***** Texto *****

Ese amor sólo es posible sin distanciamiento si se quiere que sea total e infinito. Y para eso se debe amar individualmente, se debe amar inmediatamente. Pero Cioran escribe que “amamos demasiado nuestra imperfección y por eso nuestros amores nos entristecen”. Hay que renunciar, hay que abandonar y “pasar de largo”. Mas, una renuncia también puede ser fecunda, sobre todo si está abierta a la vida.

 

4

La fractura del espíritu y el mundo, la quebrada noción de lucidez, lleva al ser a afrontar creadoramente el embate del sufrimiento. Por esto, el sufrimiento aterriza el orden de lo insoluble en el momento mismo que el ser se acerca a sí mismo.

***** Datos de origen *****

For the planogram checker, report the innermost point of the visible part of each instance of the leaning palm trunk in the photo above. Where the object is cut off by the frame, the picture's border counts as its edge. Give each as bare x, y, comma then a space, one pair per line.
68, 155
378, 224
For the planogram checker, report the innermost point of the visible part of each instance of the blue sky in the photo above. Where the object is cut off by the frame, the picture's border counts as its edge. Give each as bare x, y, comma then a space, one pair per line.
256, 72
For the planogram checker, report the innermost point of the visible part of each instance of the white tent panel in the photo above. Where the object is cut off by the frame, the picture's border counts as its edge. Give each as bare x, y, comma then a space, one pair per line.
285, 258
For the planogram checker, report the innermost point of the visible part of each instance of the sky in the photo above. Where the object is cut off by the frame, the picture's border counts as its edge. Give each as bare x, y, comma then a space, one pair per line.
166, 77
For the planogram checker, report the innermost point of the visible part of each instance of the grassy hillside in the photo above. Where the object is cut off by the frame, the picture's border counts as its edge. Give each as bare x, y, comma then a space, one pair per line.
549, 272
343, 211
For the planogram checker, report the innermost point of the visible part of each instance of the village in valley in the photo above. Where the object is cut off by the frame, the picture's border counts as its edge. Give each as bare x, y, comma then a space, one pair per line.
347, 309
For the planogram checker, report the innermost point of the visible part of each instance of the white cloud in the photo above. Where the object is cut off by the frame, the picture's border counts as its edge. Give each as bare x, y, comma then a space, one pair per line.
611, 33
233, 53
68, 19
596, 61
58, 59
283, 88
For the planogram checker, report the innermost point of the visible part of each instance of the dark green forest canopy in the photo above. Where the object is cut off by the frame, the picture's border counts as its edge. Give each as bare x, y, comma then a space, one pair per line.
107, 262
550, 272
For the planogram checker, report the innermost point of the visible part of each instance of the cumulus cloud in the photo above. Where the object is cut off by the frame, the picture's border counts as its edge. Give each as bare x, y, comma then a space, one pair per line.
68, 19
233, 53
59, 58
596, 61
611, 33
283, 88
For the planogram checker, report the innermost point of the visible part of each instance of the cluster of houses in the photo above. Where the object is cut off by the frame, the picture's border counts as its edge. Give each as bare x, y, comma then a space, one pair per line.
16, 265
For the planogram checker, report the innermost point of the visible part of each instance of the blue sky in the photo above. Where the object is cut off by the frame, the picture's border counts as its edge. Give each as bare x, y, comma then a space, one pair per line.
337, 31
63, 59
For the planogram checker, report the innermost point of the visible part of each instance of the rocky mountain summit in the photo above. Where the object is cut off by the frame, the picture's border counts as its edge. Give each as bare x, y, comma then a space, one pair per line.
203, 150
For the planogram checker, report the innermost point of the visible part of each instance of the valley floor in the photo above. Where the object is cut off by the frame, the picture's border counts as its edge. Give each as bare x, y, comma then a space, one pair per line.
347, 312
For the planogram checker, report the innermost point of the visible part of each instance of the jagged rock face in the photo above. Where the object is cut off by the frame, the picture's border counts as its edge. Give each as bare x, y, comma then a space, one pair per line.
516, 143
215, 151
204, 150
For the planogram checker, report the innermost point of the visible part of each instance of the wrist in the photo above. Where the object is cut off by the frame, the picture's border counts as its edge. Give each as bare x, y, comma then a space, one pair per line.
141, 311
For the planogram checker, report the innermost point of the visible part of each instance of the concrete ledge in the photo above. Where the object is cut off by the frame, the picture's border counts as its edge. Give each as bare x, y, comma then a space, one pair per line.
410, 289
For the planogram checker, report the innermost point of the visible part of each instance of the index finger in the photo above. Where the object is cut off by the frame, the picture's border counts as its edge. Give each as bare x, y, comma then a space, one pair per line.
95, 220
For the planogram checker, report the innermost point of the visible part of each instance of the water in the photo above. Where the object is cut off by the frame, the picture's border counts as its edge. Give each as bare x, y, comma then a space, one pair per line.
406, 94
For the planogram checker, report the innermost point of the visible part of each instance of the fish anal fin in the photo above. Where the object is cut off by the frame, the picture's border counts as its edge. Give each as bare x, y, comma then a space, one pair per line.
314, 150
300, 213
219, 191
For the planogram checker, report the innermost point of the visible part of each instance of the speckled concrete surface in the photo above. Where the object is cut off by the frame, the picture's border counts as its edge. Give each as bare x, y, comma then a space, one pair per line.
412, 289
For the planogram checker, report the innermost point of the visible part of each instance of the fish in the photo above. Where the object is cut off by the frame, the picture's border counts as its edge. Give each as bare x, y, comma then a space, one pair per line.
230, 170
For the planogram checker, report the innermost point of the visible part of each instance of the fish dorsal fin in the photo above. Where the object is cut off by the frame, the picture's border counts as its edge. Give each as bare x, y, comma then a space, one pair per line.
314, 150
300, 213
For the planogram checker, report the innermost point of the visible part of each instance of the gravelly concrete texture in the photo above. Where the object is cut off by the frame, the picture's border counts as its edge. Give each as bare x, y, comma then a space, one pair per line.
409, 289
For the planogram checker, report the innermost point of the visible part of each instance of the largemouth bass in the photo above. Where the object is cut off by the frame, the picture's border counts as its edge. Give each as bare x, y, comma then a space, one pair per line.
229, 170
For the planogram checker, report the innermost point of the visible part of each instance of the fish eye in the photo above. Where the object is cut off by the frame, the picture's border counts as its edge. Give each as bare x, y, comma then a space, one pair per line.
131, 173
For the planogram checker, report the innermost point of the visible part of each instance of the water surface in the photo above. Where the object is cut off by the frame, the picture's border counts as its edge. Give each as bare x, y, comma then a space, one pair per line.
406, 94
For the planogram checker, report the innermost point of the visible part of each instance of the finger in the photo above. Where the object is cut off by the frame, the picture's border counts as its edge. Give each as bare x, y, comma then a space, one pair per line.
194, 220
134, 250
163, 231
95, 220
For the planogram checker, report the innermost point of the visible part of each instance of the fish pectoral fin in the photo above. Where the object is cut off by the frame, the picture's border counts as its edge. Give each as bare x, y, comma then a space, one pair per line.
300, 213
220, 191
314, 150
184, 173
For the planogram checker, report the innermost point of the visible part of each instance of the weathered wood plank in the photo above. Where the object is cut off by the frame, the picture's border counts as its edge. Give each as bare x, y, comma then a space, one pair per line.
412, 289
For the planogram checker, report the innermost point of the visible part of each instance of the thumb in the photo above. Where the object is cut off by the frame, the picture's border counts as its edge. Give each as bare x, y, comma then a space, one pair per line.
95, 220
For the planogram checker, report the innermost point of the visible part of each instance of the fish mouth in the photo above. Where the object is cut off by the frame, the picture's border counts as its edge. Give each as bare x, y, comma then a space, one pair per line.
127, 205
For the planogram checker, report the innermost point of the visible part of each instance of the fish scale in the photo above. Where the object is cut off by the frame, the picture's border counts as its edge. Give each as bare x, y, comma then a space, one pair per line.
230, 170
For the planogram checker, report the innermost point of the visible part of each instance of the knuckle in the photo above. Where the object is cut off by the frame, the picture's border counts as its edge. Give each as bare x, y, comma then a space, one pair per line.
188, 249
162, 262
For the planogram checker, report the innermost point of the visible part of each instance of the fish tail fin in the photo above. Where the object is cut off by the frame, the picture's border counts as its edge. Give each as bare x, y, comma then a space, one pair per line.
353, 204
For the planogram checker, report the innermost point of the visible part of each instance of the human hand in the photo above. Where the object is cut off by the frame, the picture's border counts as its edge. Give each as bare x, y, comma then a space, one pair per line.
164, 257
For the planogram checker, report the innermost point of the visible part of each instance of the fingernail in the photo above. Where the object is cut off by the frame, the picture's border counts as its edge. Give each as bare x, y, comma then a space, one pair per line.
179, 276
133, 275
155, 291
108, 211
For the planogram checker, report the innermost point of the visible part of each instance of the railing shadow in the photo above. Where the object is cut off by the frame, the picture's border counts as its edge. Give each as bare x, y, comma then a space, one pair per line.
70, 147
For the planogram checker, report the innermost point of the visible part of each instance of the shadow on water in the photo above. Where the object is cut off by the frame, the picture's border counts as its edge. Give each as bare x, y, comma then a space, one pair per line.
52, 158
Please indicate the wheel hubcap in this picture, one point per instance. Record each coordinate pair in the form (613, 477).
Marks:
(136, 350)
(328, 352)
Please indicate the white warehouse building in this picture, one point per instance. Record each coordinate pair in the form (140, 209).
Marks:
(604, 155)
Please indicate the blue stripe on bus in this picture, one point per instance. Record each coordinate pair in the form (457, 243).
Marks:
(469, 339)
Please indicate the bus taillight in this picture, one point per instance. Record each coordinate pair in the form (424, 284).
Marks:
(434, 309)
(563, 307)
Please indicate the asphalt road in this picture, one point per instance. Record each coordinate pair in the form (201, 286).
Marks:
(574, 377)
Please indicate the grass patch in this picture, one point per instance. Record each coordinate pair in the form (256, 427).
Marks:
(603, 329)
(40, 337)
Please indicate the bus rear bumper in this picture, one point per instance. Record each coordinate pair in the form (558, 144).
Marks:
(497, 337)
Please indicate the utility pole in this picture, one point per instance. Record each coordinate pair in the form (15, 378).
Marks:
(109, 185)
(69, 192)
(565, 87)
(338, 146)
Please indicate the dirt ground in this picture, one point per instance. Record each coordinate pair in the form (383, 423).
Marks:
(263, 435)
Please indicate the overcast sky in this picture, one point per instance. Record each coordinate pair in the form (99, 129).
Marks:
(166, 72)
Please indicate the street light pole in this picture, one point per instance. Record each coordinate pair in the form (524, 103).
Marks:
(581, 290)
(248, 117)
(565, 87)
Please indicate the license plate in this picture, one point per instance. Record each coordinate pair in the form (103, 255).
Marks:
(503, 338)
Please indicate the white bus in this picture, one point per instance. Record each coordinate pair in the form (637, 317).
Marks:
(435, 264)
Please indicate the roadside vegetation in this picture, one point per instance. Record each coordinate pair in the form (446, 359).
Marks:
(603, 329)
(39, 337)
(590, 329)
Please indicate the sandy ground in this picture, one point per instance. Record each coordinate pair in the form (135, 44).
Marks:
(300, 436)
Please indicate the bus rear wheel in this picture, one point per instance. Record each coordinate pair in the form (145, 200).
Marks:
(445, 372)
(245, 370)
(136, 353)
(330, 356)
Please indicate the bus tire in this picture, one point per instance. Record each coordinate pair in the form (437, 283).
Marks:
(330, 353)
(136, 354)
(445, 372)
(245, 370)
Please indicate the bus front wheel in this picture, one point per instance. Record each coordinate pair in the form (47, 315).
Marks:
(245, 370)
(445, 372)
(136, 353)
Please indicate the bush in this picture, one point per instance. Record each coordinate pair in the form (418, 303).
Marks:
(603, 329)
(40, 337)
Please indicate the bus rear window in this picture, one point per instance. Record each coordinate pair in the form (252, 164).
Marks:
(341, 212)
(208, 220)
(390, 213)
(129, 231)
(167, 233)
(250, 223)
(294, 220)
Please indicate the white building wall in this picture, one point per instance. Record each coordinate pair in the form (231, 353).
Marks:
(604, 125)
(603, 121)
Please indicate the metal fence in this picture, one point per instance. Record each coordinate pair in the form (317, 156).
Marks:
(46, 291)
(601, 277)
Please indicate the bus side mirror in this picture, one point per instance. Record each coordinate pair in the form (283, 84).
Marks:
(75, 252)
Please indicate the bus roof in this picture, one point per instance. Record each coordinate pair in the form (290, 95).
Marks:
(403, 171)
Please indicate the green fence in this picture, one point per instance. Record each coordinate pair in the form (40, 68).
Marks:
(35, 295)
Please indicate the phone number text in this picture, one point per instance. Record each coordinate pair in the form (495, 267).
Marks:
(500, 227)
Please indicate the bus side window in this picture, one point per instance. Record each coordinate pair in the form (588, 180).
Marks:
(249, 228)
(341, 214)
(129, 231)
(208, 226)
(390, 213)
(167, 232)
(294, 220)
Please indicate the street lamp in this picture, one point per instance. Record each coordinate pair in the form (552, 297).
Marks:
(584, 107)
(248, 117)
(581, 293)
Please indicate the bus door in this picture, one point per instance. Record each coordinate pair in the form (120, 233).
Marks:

*****

Tareas a realizar |
1. Responde, a partir del texto, estas preguntas:
(a) ¿De qué dos maneras se debe amar para que ese amor sea total e infinito?
(b) ¿Qué hace fecunda una renuncia, sobre todo?
(c) ¿A qué lleva al ser la fractura del espíritu y el mundo?
2. Resume el texto en dos oraciones.

Soluciones propuestas |
1.
(a) Individualmente e inmediatamente.
(b) Que esté abierta a la vida.
(c) A afrontar creadoramente el embate del sufrimiento.

2. Un amor total e infinito solo es posible sin distanciamiento y amando individual e inmediatamente, pero, según Cioran, amamos demasiado nuestra imperfección, por lo que hay que renunciar, y esa renuncia puede ser fecunda si está abierta a la vida. La fractura del espíritu y el mundo lleva al ser a afrontar creadoramente el sufrimiento, que aterriza lo insoluble cuando el ser se acerca a sí mismo.